BEGIN RECORDS
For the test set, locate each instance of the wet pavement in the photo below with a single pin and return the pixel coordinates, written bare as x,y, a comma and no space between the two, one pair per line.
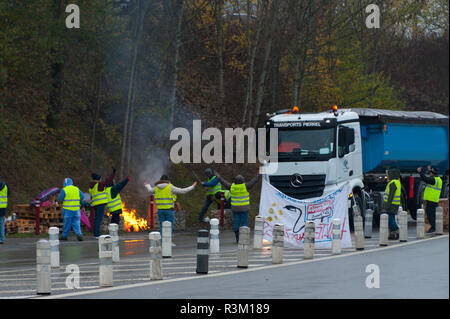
18,260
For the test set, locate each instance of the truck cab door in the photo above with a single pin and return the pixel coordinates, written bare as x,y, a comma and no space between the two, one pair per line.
346,146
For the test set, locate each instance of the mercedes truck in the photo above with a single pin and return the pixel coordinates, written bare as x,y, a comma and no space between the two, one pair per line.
319,152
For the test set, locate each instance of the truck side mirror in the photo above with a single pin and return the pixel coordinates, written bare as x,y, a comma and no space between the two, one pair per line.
346,138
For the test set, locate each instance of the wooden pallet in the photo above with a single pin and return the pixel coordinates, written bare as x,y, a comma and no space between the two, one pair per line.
29,226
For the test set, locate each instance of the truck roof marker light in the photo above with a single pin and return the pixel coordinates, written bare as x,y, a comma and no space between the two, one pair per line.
335,109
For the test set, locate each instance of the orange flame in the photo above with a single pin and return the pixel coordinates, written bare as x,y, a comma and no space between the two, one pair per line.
133,223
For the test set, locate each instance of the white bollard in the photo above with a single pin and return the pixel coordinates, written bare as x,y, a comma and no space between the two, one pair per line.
244,241
336,237
214,242
277,244
368,223
155,256
420,224
114,233
54,244
166,239
309,239
43,269
202,251
258,233
105,256
439,221
397,216
359,232
384,229
403,226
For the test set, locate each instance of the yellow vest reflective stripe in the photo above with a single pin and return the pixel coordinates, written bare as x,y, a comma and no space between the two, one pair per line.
4,197
239,195
98,198
72,198
433,192
226,196
396,199
164,198
214,189
113,204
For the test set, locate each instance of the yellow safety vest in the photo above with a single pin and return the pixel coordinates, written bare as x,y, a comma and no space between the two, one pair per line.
239,195
213,190
114,204
433,192
98,198
396,199
72,199
226,196
164,198
4,197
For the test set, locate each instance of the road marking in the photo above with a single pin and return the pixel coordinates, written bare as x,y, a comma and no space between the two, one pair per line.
240,271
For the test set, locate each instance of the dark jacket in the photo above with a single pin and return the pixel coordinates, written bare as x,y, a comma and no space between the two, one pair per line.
3,210
430,181
249,185
427,179
103,184
116,189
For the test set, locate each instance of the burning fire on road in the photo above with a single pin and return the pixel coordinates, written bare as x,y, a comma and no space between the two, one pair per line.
131,222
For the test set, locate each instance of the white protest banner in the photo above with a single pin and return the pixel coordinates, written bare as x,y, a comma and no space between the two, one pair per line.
278,208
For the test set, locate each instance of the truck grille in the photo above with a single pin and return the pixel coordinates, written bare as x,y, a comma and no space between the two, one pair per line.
312,186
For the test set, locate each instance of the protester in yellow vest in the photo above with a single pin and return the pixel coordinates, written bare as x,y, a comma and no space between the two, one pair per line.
165,196
99,199
4,194
431,195
114,204
212,186
392,195
71,198
240,200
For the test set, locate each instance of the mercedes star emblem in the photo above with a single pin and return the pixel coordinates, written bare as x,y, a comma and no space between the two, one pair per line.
296,180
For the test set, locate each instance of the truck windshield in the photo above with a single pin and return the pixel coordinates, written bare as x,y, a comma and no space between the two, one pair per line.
306,144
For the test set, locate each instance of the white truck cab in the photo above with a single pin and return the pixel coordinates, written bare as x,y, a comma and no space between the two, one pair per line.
317,153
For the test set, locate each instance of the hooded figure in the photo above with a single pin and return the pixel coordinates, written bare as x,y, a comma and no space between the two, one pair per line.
431,194
114,204
213,186
240,200
4,194
392,200
71,198
165,197
97,189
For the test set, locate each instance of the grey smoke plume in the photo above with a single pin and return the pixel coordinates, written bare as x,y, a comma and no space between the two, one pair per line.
156,164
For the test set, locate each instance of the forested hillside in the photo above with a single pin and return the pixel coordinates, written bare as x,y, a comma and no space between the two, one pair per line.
74,101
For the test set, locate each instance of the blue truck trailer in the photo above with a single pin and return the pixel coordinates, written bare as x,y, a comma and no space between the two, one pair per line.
403,140
357,146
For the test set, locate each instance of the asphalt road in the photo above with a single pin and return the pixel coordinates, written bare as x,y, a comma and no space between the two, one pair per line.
418,269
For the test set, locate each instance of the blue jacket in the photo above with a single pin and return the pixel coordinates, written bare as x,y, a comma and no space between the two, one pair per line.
62,195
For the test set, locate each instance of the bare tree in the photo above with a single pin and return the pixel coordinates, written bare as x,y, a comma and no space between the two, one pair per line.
252,47
262,77
218,8
140,13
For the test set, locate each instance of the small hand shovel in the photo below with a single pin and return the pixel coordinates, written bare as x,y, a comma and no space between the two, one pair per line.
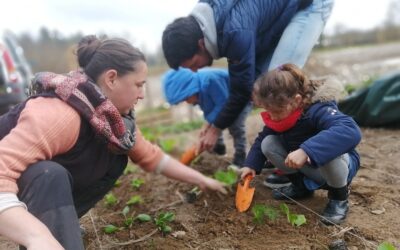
244,194
189,155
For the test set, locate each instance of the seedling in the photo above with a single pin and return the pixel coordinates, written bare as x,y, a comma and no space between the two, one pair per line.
110,229
128,219
294,219
143,217
386,246
136,183
117,183
110,199
162,221
260,211
136,199
229,177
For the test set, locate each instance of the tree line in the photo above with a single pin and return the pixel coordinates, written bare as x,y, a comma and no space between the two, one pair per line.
52,51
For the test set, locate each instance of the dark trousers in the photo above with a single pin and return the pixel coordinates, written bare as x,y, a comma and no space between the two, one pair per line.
END RECORDS
# YOUR INSTRUCTIONS
Give back the entries verbatim. Do not include any picture.

# WRITTEN SOLUTION
For the test set, locate each instance of the wet pavement in the photo below with a single pin and return the pixel coordinates, written bare as x,y, a comma and no space between the two, one pair per line.
18,260
For the test set, locate each instance of the truck cab door in the photo above with a single pin and return the pixel coordinates, written bare as x,y, a comma and no space between the two, one pair per line.
346,146
For the test set, locate each instance of the mercedes truck in the photo above with a single pin and return the pixel coordinates, written bare as x,y, a comma and no space between the two, one pair per line.
319,152
For the test set, locate each instance of the truck side mirror in the photo above with a single pin and return the pixel coordinates, written bare as x,y, a comma and no space between the two, one pair per line.
346,138
For the test set, locate each instance of the wooden pallet in the photo above with a single pin and return the pixel coordinates, written bare as x,y, a comma and no space between the two, one pair per line.
29,226
For the test set, locate each instance of the truck roof marker light in the photo above with a single pin and return the pixel coordinates, written bare as x,y, a comma and no space between the two, one pair per line.
335,109
For the test set, locate each instance of the orange flame in the photo above with a single pin and return the pixel coordinates, written bare as x,y, a comma and no space between the two, one pair per line.
133,223
For the test set, locate each instance of the white bollard in the photo above with a single pin and return the pixel coordinates, written bare as x,y, a comma and no space between the two, one pair per line.
244,241
336,237
214,242
277,244
368,223
155,256
420,224
114,233
54,244
166,239
309,239
43,269
202,251
258,233
105,256
439,221
397,216
359,232
384,229
403,226
For the test set, locate each instance of the yellow vest reflective stripe in the photo above with a single pin and return the pixel coordinates, written bare as x,y, a comma and no space between the two, one pair per line.
4,197
239,195
98,198
72,198
433,192
226,196
396,199
164,198
214,189
113,204
For the test set, locate each instance of the yellow safety vest in the photo above with a single pin and return the pixel coordinates, written bare as x,y, a comma and no space between the two, one pair per line.
239,195
213,190
114,204
433,192
98,198
396,199
72,199
226,196
164,198
4,197
For the test set, locate each instance of the road marking in the photo above with a single pin and return the pixel coordinates, written bare as x,y, a comma and no space between the two, one pair per line.
240,271
For the test set, locate each instance of the dark jacket in the photo above with a single pin and return the pixel coordinates, written bare as x,y, a comma and no space between the two, one pair per line.
3,210
430,181
249,185
427,179
103,184
116,189
For the test set, locate each instance of the burning fire on road in the photo above with a single pin and return the pixel coordinates, written bare as x,y, a comma and no space between the two, one pair per line.
131,222
For the test set, locate each instance of the white protest banner in the photo above with a single pin and return the pixel coordinates, written bare as x,y, a comma and no space between the two, one pair per line.
278,208
For the test set, locate each instance of the truck grille in the photo above with a single pin and return the pixel coordinates, written bare as x,y, a comma and no space between the two, one pair per line.
312,186
For the test set, locate each instance of the protester in yellow vest in the photo above with a single pin and return the pixel coordinates, written bare as x,y, a comma and no space between the two, one pair per line.
165,196
99,199
4,194
431,195
114,204
212,186
392,195
71,198
240,200
For the test set, locate each instance of the mercedes star emblem in the photo above with a single pin and return the pixel coordinates, written bare as x,y, a comma and no space between the two, one pair per line.
296,180
For the test set, locate each instance of the truck windshield in the photo above with a single pin and return the pixel coordinates, written bare as x,y, a comma and no space between the two, one pair per line.
306,144
For the test set, locate each instance of the white truck cab in the photo above with a single pin and return the pixel coordinates, written bare as x,y, a comma and no space between the two, one pair per line.
317,153
For the test set, locate each instance of the hooded figure in the photo above with a single pin and return the pixel coordinates, written bare as x,y, a comma and no space between the two, one pair per line.
431,194
114,204
213,186
240,200
4,194
392,200
71,198
165,197
97,189
For the test set, locate each instance of the grey smoke plume in the photo above with a single pin and return the pixel coordinates, written bare as x,y, a comma and no space between the two, one pair per line.
156,164
For the test set, locate each instance of the forested hillside in the photo above with a single pin and return the pixel coordinates, written bare as x,y, a comma and no space between the two, one pair per line.
74,101
For the test set, locate each instance of the blue truck trailer in the photo above with a single pin and return the pixel coordinates, written bare as x,y, a comma and no space between the two, one pair per line.
403,140
357,146
For the test set, locate each instance of the asphalt road in the photo above with a single pin and return the pixel coordinates, written bare as x,y, a comma and no space between the two, one pair per line.
418,269
For the test set, locate each instance of the blue jacket in the photo above with a single pin and return the pixel coordinates, written bare as x,y, a comma and no space between the two, one pair per line.
62,195
For the test set, locate each instance of the bare tree in the photo above with a single pin and return the pixel coordinates, written bare as x,y, a comma and no space between the two, one pair per line.
252,47
262,77
218,8
140,13
For the test set, locate each instance of the small hand shovel in the photo below with a single pin and return the pixel coordinates, written bare as x,y, a comma and no space between the two, one pair per line.
244,194
189,155
For the test set, locate each instance of the seedling in the photo above with a single pin and return the pixel coordinates, written bare as x,y, a comma and no space between the two, one pair per line.
110,229
128,219
294,219
143,217
386,246
136,183
117,183
110,199
162,221
260,211
136,199
229,177
For the test set, locate each instance of the tree line in the photo above with a single pin and return the pixel coordinates, written bare as x,y, a comma and no space between the two, one pair per line.
52,51
For the test set, locate each instance of the dark trousers in the photo above with a single pin and return the pixel coordinates, written bare as x,y, a comma and no space between the two, one pair per line.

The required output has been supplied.